SUPPLIED PASSAGE:
————————

= Ibn Jumayʿ =

12th-century Egyptian physician

Abū al-Makārim Hibat Allāh ibn Zayn al-Dīn ibn Jumayʿ (هبة الله بن جميع, died 1198 / AH 594) was an Egyptian Jewish physician, and the chief physician at the court of Saladin.

==Life==
Ibn Jumayʿ was born to a Jewish family in Fustat, Egypt. He studied with the physician Ibn al-ʿAynzarbī (died 1153/AH 548) and entered the service of Saladin. According to Ibn Abi Usaibia's Lives of the Physicians, Ibn Jumayʿ wrote eight works on medical-related subjects.

A contemporary of Moses Maimonides, Ibn Jumayʿ "became famous for having prevented a person having a cataleptic fit from being buried alive. He was the author of a number of medical writings, including al-Irshād li-maṣāliḥ, dedicated to al-Baysanī, the vizier to Saladin, and completed by Ibn Jumayʿ al-Isrā’īlī's son Abū Tahir Ismāʿīl."

————————

RECORDS PROVIDED:

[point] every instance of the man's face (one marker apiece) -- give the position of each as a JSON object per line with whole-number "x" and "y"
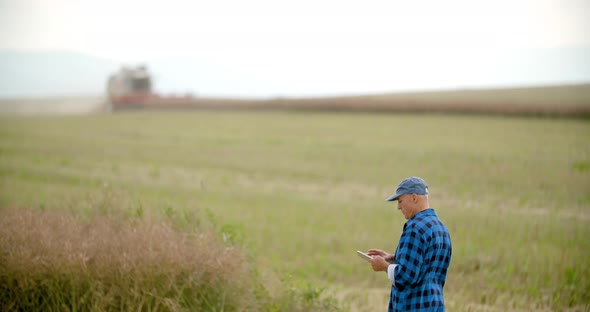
{"x": 406, "y": 205}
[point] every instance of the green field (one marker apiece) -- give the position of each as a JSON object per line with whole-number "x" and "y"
{"x": 304, "y": 191}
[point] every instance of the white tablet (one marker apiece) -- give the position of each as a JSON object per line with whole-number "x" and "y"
{"x": 363, "y": 255}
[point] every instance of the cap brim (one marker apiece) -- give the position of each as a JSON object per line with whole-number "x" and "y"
{"x": 393, "y": 197}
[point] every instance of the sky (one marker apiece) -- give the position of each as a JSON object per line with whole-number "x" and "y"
{"x": 305, "y": 47}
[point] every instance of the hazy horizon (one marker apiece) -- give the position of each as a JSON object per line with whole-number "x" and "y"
{"x": 275, "y": 49}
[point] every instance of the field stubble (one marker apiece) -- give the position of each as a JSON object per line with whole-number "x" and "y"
{"x": 303, "y": 191}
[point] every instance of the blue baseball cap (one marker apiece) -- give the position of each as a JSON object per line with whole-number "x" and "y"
{"x": 411, "y": 185}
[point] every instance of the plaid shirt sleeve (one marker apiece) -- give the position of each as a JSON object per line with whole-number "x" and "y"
{"x": 409, "y": 257}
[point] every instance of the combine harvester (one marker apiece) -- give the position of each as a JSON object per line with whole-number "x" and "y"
{"x": 132, "y": 88}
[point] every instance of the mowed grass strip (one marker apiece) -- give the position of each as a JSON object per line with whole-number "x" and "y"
{"x": 303, "y": 191}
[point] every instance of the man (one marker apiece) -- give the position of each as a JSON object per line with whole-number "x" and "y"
{"x": 418, "y": 268}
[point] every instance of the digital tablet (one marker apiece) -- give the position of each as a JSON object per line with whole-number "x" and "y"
{"x": 363, "y": 255}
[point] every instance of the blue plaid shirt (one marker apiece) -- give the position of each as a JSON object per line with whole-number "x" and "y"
{"x": 423, "y": 256}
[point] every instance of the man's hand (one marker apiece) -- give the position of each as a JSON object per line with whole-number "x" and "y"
{"x": 378, "y": 252}
{"x": 378, "y": 263}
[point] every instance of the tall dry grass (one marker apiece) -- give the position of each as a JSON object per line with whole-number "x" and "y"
{"x": 54, "y": 261}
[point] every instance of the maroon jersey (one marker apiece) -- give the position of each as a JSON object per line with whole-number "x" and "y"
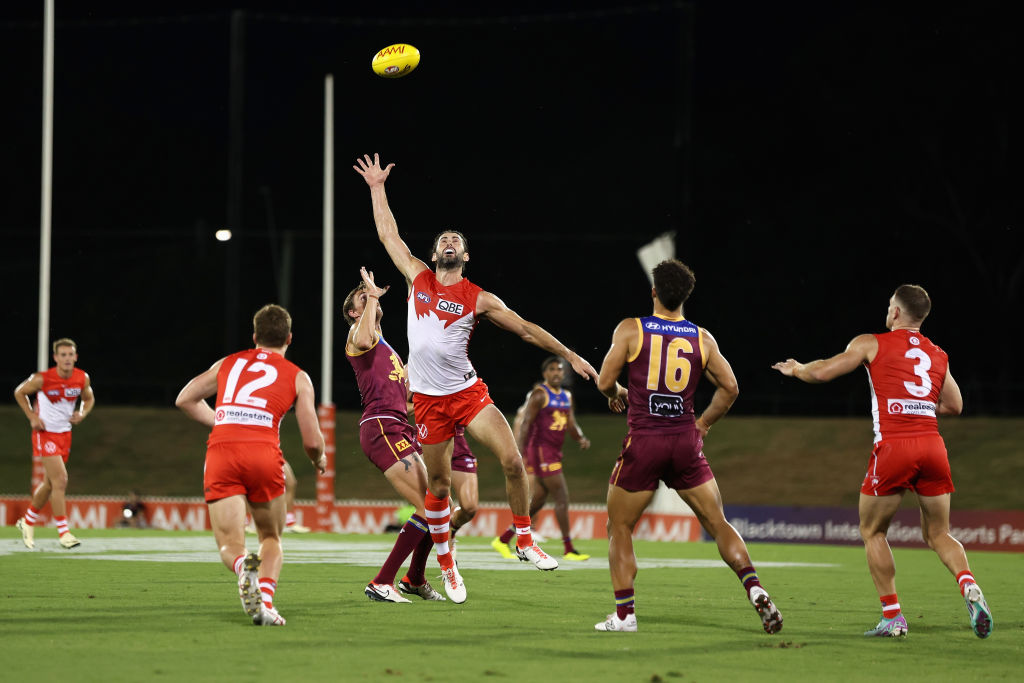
{"x": 381, "y": 377}
{"x": 664, "y": 375}
{"x": 548, "y": 429}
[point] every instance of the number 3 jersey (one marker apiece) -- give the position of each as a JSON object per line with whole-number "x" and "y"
{"x": 255, "y": 389}
{"x": 664, "y": 375}
{"x": 905, "y": 377}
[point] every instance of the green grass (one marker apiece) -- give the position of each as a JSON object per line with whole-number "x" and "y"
{"x": 76, "y": 615}
{"x": 160, "y": 453}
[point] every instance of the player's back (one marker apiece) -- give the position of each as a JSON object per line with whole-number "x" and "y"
{"x": 382, "y": 381}
{"x": 906, "y": 378}
{"x": 664, "y": 374}
{"x": 549, "y": 425}
{"x": 255, "y": 389}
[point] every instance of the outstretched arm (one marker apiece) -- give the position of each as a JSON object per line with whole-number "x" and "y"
{"x": 720, "y": 373}
{"x": 23, "y": 394}
{"x": 624, "y": 339}
{"x": 193, "y": 397}
{"x": 861, "y": 349}
{"x": 489, "y": 306}
{"x": 387, "y": 227}
{"x": 305, "y": 414}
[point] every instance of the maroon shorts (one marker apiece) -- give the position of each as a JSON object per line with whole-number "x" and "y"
{"x": 674, "y": 458}
{"x": 437, "y": 417}
{"x": 920, "y": 464}
{"x": 252, "y": 469}
{"x": 386, "y": 441}
{"x": 543, "y": 461}
{"x": 463, "y": 459}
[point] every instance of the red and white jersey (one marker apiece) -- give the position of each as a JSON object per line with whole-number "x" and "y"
{"x": 441, "y": 319}
{"x": 255, "y": 389}
{"x": 55, "y": 401}
{"x": 906, "y": 379}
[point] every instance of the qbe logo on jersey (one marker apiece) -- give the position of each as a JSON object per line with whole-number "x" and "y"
{"x": 450, "y": 307}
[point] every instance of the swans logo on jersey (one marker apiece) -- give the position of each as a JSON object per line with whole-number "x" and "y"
{"x": 450, "y": 307}
{"x": 666, "y": 406}
{"x": 905, "y": 407}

————————

Copy the Ibn Jumayʿ passage word for word, in full.

= Ibn Jumayʿ =

12th-century Egyptian physician

Abū al-Makārim Hibat Allāh ibn Zayn al-Dīn ibn Jumayʿ (هبة الله بن جميع, died 1198 / AH 594) was an Egyptian Jewish physician, and the chief physician at the court of Saladin.

==Life==
Ibn Jumayʿ was born to a Jewish family in Fustat, Egypt. He studied with the physician Ibn al-ʿAynzarbī (died 1153/AH 548) and entered the service of Saladin. According to Ibn Abi Usaibia's Lives of the Physicians, Ibn Jumayʿ wrote eight works on medical-related subjects.

A contemporary of Moses Maimonides, Ibn Jumayʿ "became famous for having prevented a person having a cataleptic fit from being buried alive. He was the author of a number of medical writings, including al-Irshād li-maṣāliḥ, dedicated to al-Baysanī, the vizier to Saladin, and completed by Ibn Jumayʿ al-Isrā’īlī's son Abū Tahir Ismāʿīl."